**Instruction**
Rewrite the material starting at the line that has "task | point to each instance of the pink" and stopping after the line that has "[(506, 545), (548, 622)]". Shift every coordinate in the answers by adding 112 to each number, and keep everything else in those lines unchanged.

○ ○ ○ ○

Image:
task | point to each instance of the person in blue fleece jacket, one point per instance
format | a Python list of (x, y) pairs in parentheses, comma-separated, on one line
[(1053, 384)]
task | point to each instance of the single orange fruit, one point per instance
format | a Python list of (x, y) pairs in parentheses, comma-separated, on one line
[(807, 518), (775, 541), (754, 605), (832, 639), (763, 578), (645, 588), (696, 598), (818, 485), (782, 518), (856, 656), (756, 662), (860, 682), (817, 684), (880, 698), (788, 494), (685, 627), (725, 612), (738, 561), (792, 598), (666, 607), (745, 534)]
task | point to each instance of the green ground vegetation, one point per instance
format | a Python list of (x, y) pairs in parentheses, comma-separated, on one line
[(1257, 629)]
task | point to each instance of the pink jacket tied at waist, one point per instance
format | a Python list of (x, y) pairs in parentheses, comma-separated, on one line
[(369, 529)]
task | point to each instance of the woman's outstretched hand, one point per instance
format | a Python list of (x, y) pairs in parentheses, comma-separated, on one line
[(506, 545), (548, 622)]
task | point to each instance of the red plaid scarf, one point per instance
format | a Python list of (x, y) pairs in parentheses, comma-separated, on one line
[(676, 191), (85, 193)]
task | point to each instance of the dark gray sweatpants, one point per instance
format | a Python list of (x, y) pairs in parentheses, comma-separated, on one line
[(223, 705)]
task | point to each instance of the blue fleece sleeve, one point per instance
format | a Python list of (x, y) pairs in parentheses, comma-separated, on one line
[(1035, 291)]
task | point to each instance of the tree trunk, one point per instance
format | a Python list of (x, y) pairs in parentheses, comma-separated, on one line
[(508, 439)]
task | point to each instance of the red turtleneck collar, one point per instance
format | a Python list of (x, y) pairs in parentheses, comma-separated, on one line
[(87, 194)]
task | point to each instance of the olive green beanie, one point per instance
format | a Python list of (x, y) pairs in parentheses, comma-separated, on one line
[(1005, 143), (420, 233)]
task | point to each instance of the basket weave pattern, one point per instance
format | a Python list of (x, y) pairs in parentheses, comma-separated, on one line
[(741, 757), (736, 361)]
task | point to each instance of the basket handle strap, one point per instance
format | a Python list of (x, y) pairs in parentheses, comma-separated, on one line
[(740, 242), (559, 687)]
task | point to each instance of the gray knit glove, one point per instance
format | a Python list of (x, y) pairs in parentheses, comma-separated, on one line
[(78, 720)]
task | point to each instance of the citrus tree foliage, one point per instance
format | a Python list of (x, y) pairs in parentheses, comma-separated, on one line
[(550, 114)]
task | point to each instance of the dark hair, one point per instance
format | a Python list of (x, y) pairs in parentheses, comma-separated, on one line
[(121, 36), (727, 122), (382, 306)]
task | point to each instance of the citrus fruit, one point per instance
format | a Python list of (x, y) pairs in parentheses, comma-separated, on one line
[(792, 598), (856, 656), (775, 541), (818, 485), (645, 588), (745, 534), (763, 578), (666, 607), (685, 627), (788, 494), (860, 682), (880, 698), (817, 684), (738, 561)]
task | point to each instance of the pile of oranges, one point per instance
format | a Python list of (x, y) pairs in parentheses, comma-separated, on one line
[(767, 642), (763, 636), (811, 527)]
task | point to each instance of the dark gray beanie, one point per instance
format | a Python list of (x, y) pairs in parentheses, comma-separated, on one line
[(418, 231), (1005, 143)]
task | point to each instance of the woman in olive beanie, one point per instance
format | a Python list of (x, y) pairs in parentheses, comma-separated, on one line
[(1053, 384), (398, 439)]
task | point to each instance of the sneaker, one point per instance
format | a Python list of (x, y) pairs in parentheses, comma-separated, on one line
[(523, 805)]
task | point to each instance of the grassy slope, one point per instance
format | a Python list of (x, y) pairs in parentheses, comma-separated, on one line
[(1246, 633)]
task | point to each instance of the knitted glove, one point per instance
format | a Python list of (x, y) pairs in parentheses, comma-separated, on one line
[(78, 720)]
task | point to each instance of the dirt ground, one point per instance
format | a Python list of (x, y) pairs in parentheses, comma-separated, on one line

○ ○ ○ ○

**Exercise output**
task | point to each instance of the pink jacket tied at waist, one point per instance
format | a Python list of (x, y) pairs in parentheses, comma-separated, on one line
[(481, 641)]
task | point to each instance of the woman's outstretched hand, one point per instance
format | a Python list of (x, y) pairs in parentheses, comma-separated, on one line
[(618, 657), (660, 734)]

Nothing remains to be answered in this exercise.